- _SELECTED EXCERPT_:
Patients such as Seantrel Henderson, a player in the National Football League, is facing total dismissal or, at the very least, suspension from the league for using marijuana to treat his Crohn’s disease. He had some of his intestines removed as part of his treatment. It is uncertain when IBS patients in America will get access to the gum, but AXIM is ready for a second bout of clinical trials if it succeeds in the Netherlands.
What Is Irritable Bowel Syndrome?
For most IBS sufferers, the mornings prove most trying. That is when the stomach cramps start again and the need to be near a bathroom is constant and all consuming. Some patients can take as long as two hours just to get ready for work, and when they do eventually leave the house, they choose routes with plenty of public restrooms available.
According to WebMD, this is the reality for nearly 20 percent of adults in the United States who succumb to IBS at some time in their lives. Symptoms vary between individuals, as well as the severity of them. For those with IBS, quality of life hinges on the behavior of their digestive systems, and a simple flare-up can mean hours of painful misery.
According to Jeffrey Roberts, IBS sufferer and president of the IBS Self Help and Support Group, “IBS is an illness which seems to strike people down,” but what exactly causes recurring symptoms of constipation, diarrhea, bloating, gas, and severe abdominal pain? For now, researchers do not fully understand what IBS is or what causes it exactly, but scientists do have some theories:
- IBS patients may have higher colon sensitivity than non-sufferers.

- _DATA SHOWN_:
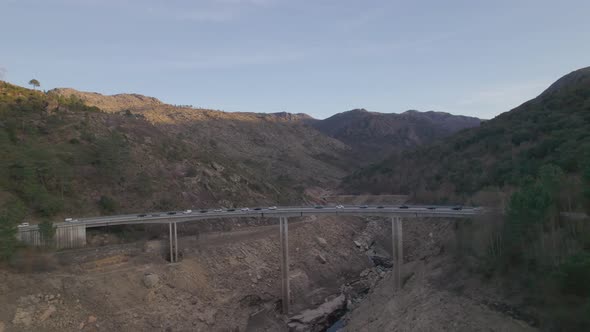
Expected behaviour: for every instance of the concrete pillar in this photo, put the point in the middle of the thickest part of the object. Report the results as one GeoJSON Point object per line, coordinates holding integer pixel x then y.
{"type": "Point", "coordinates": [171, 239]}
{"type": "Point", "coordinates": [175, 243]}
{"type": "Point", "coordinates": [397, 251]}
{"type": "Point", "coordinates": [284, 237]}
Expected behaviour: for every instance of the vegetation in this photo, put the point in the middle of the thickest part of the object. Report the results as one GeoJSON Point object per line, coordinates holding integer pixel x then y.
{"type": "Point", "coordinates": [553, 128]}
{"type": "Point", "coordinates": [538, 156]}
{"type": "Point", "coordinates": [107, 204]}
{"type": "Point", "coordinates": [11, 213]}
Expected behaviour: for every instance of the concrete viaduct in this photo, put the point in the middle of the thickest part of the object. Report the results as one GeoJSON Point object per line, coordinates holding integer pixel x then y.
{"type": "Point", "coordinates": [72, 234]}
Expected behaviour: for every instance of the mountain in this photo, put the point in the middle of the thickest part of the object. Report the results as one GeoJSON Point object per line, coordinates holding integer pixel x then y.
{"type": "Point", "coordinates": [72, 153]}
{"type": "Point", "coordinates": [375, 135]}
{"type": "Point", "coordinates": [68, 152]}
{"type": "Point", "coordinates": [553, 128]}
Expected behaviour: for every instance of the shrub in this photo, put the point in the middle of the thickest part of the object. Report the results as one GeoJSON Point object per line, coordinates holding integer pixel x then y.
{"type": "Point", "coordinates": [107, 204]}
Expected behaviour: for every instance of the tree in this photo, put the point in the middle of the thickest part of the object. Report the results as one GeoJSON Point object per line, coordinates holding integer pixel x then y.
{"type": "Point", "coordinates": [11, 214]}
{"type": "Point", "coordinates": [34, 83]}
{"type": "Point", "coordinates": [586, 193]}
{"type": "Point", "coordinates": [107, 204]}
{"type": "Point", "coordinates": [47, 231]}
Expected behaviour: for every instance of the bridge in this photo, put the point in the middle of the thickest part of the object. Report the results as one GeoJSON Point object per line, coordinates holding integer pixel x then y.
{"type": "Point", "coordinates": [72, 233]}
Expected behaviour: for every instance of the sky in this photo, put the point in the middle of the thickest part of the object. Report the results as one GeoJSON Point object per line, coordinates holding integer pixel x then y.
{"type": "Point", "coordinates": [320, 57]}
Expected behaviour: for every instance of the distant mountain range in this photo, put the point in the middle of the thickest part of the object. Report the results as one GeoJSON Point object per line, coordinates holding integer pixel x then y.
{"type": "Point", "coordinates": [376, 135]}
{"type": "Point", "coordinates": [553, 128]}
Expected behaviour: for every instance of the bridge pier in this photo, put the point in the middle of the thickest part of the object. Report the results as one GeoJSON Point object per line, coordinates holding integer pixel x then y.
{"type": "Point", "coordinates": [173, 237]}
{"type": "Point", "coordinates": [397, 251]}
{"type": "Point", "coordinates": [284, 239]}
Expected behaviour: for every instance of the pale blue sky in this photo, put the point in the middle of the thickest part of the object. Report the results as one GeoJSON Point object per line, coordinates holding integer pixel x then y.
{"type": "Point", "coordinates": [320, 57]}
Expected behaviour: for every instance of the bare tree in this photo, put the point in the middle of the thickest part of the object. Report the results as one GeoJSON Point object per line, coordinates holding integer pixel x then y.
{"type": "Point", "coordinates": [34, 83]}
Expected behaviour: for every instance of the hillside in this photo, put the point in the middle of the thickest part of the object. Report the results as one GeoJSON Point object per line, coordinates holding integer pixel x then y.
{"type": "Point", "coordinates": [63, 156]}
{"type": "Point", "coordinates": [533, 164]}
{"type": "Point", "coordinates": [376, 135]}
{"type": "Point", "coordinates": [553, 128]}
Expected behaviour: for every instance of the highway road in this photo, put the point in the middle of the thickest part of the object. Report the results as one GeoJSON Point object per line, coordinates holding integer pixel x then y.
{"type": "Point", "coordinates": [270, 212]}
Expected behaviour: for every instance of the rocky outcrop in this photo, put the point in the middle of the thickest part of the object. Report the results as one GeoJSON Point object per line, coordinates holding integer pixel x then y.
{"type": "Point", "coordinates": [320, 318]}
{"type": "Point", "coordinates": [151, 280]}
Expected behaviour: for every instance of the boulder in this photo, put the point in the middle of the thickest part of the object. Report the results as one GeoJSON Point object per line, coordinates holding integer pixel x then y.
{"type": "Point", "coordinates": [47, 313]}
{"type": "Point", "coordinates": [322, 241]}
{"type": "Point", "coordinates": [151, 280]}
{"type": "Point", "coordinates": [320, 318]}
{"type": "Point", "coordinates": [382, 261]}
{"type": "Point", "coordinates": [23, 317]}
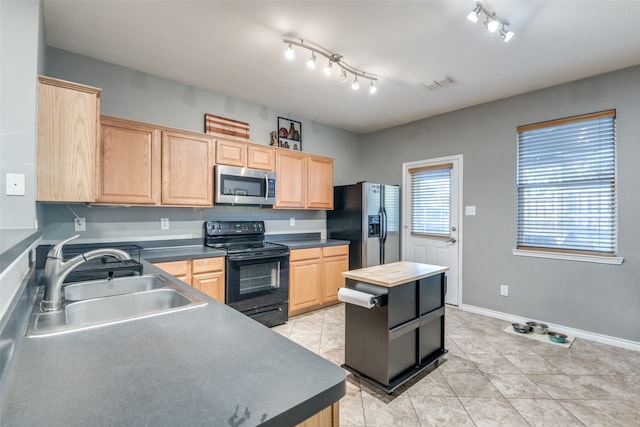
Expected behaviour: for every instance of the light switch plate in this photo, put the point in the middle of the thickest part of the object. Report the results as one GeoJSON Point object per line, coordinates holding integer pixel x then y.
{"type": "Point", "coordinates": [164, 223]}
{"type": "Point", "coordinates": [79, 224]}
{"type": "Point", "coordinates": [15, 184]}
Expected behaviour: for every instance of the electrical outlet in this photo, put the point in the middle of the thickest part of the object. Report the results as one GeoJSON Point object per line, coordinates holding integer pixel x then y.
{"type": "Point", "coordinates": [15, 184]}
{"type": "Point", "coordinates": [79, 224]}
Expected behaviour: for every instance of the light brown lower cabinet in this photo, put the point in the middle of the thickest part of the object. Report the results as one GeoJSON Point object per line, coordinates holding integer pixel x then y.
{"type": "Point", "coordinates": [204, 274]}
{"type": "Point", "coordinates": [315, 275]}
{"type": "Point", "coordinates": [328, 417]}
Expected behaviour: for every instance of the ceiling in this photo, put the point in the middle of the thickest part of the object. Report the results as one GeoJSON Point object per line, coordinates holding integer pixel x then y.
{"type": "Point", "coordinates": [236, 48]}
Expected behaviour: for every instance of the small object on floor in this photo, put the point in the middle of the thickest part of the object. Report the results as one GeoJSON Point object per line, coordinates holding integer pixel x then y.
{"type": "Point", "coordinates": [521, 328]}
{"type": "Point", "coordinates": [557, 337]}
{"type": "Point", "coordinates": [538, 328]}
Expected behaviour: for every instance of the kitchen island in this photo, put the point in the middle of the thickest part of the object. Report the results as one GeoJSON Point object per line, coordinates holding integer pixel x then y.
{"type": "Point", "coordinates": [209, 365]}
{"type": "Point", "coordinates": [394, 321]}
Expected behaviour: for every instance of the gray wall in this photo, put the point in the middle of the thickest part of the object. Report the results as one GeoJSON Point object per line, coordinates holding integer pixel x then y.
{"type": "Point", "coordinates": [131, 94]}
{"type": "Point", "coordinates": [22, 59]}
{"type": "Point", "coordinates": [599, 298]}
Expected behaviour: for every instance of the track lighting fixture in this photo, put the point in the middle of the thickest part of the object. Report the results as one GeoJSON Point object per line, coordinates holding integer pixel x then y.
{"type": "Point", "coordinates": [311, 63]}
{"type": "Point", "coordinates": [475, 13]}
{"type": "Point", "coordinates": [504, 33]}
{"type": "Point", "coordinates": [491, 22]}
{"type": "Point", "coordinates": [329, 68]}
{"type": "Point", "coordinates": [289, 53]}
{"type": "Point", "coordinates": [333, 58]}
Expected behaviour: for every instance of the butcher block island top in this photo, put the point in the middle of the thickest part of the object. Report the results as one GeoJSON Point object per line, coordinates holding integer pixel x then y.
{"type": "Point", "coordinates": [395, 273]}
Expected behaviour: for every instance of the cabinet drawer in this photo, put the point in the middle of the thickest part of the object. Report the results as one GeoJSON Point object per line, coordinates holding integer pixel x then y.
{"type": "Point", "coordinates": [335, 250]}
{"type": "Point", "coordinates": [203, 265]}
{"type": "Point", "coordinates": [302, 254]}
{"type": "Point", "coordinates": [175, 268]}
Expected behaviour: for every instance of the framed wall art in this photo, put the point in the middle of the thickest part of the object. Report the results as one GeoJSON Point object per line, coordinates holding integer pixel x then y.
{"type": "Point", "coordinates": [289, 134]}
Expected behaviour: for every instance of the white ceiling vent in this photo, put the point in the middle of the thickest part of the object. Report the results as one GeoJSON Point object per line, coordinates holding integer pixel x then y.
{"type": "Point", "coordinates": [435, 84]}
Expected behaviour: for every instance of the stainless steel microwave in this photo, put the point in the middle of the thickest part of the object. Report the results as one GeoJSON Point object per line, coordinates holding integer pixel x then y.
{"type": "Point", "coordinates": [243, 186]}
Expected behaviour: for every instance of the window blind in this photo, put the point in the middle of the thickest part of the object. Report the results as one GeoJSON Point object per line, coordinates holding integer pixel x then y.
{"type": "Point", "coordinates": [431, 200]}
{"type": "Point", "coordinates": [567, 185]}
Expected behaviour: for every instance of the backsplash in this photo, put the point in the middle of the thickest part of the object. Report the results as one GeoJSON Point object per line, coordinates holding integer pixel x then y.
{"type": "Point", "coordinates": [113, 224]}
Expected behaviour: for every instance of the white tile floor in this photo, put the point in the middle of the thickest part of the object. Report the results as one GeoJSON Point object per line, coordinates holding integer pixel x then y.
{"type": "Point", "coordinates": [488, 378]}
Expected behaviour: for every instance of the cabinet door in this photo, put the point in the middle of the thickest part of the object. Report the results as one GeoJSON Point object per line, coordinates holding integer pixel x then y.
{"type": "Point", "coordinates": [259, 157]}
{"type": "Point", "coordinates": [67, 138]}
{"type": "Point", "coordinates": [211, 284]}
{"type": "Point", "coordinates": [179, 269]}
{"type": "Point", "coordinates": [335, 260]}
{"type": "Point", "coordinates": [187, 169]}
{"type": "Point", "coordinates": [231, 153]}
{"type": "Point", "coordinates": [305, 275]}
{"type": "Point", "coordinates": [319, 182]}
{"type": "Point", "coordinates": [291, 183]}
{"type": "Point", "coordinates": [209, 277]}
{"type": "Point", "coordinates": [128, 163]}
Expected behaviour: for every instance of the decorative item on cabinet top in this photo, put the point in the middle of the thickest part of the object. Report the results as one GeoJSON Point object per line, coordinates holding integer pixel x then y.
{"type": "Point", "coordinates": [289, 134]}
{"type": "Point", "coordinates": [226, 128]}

- _WORK INSTRUCTION A_:
In two sentences, summarize the passage on irritable bowel syndrome.
- _WORK INSTRUCTION B_:
Pick up the passage about irritable bowel syndrome after its last line and keep writing.

- _EXERCISE RESULT A_:
NFL player Seantrel Henderson faces dismissal or suspension from the league for using marijuana to treat his Crohn's disease, and while it is uncertain when IBS patients in America will get access to the gum, AXIM is ready for a second bout of clinical trials if it succeeds in the Netherlands. IBS affects nearly 20 percent of U.S. adults at some time in their lives, often making mornings trying with cramps and a constant need for a bathroom, and researchers do not fully understand its cause, though one theory holds that sufferers may have higher colon sensitivity.

- _EXERCISE RESULT B_:
- The brain is more acutely perceptive of gut contractions in people with IBS than those without it are.
- Stress and infection may cause different immune responses among patients with IBS.
- With women making up 70 percent of all IBS victims, hormonal changes may trigger symptoms of IBS.
- Serotonin, a neurotransmitter produced in the gut, could affect nerves in the digestive tract. Serotonin levels in the gut are typically higher among those with diarrhea, but those with constipation generally have lower levels of serotonin in the digestive tract.
Although the cause of IBS remains an unsolved mystery, doctors unanimously agree that IBS is a legitimate and debilitating medical condition. None considers it an “all in your head” affliction, and according to the American College of Gastroenterology, it may be easier to define IBS by what it is not:
- IBS is neither a structural nor an anatomical issue.
- IBS is not a recognized chemical or physical disorder.
- IBS has no association with cancer and does not cause cancer either.
- IBS is not responsible for other gastrointestinal conditions.
In non-medical speak, IBS is a condition characterized by a collection of symptoms persisting for at least six months, and occurring at least thrice monthly over three months. The condition is always discomforting and abdominally painful. For doctors to diagnose IBS, however, the pain must involve at least two of these three defining characteristics:
- Pain relief immediately after defecation
- Changes in stool frequency
- Changes in stool appearance
Some situations or foods can cause symptoms of IBS to flare up. Patients with this condition should keep a diary to record their symptoms, as well as what triggers them. A symptom journal helps to identify IBS triggers and how best to avoid them. Anyone suspecting IBS should visit a doctor for proper care and diagnosis.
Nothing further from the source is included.